* Task: Return exactly the span of lines in the following data that opens with the line containing "point(513, 184)" and closes with the line containing "point(254, 45)". Include nothing else.

Dataset entries:
<<<<
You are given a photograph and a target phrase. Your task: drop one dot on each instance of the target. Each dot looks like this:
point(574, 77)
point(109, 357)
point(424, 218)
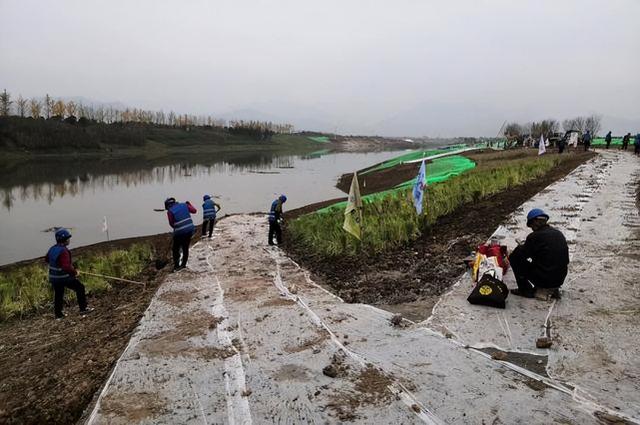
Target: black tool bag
point(489, 291)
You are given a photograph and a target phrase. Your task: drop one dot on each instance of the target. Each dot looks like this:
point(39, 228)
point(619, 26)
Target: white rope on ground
point(195, 393)
point(396, 388)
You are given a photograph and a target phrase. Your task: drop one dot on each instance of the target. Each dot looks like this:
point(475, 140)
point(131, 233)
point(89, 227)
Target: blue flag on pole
point(418, 188)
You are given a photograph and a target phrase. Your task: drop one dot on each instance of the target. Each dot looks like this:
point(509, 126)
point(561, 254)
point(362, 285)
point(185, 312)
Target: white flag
point(418, 188)
point(541, 148)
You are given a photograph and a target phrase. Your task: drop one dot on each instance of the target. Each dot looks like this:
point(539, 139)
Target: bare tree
point(48, 105)
point(71, 108)
point(21, 106)
point(35, 107)
point(5, 103)
point(58, 108)
point(593, 123)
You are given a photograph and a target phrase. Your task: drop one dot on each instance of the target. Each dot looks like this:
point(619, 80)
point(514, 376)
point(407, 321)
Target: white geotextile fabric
point(283, 329)
point(594, 325)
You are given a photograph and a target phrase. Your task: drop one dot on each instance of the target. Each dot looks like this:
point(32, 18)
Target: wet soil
point(409, 279)
point(52, 369)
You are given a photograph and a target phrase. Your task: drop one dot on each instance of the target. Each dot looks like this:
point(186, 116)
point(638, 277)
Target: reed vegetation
point(26, 289)
point(391, 220)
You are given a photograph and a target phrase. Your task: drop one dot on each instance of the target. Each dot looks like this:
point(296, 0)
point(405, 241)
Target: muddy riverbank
point(409, 279)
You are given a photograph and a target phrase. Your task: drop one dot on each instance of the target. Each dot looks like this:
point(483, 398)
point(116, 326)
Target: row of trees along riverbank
point(55, 124)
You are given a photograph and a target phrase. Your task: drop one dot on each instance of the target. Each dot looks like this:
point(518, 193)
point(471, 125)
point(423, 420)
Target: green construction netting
point(438, 170)
point(319, 139)
point(403, 158)
point(600, 141)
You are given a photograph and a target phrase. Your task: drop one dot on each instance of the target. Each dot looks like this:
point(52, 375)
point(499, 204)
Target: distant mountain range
point(425, 119)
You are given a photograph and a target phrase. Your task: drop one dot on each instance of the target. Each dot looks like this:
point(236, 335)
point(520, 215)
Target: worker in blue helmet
point(179, 215)
point(63, 274)
point(209, 211)
point(275, 218)
point(542, 260)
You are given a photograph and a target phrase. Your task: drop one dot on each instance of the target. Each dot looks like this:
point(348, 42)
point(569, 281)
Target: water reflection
point(48, 180)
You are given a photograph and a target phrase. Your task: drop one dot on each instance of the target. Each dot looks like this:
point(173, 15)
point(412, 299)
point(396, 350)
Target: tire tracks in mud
point(397, 388)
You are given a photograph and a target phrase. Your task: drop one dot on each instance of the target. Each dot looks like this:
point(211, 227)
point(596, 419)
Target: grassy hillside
point(27, 135)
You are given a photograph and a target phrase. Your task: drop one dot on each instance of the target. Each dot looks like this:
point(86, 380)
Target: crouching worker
point(62, 274)
point(541, 261)
point(275, 217)
point(209, 211)
point(179, 215)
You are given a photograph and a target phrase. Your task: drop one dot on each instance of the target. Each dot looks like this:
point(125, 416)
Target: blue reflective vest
point(56, 274)
point(276, 210)
point(182, 223)
point(208, 209)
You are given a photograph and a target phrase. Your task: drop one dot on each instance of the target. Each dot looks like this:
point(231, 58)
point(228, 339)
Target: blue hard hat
point(535, 213)
point(168, 202)
point(62, 235)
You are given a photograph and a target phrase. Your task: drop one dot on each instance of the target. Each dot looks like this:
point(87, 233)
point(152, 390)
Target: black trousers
point(58, 294)
point(528, 277)
point(208, 222)
point(181, 242)
point(274, 229)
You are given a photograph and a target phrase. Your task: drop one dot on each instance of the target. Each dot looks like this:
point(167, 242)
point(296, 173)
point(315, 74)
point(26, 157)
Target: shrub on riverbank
point(26, 288)
point(392, 220)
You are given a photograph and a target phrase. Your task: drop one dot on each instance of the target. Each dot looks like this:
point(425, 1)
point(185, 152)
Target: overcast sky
point(401, 67)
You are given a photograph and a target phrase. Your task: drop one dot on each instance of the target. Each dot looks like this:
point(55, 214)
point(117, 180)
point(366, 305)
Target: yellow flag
point(353, 212)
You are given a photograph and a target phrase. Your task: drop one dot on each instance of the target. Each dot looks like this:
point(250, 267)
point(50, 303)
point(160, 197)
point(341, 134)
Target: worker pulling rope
point(113, 278)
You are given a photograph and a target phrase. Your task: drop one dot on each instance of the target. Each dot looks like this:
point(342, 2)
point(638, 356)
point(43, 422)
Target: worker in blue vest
point(62, 274)
point(209, 211)
point(179, 215)
point(275, 218)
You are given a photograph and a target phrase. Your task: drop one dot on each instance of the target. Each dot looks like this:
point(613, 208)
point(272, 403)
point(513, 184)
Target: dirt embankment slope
point(51, 369)
point(409, 279)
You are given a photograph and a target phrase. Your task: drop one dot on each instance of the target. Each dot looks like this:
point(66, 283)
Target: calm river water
point(78, 193)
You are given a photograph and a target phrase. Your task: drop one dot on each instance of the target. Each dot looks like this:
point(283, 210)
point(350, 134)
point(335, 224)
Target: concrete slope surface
point(244, 335)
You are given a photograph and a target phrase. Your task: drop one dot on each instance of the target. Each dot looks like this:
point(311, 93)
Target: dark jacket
point(549, 251)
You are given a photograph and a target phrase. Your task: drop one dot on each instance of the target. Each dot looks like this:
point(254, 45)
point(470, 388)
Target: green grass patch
point(25, 289)
point(391, 220)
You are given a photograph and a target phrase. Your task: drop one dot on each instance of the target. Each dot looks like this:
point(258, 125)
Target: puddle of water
point(78, 193)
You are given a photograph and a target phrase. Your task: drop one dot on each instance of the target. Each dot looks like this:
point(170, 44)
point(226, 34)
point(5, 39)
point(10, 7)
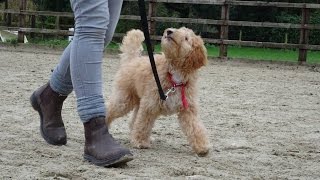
>>>>
* Solution:
point(513, 184)
Target: dirt embankment slope
point(51, 369)
point(409, 279)
You are given a photograph and a target phrase. Your task: drop one dot on each instance of the target. Each dot looks like this:
point(66, 283)
Target: calm river water
point(78, 193)
You are given a photograph and a target phrase. Your task: drop one dot on each instance of the target. Each dot looks like this:
point(283, 210)
point(350, 134)
point(335, 224)
Target: concrete slope surface
point(244, 335)
You are given a photograph and a target phrase. Your task: drop one dot on each instance of the target. Each dot looks like this:
point(311, 93)
Target: dark jacket
point(549, 251)
You are given a photograph and a target phrase. Your task: drop one dot on each instance of the target. Each dot looks like this:
point(254, 45)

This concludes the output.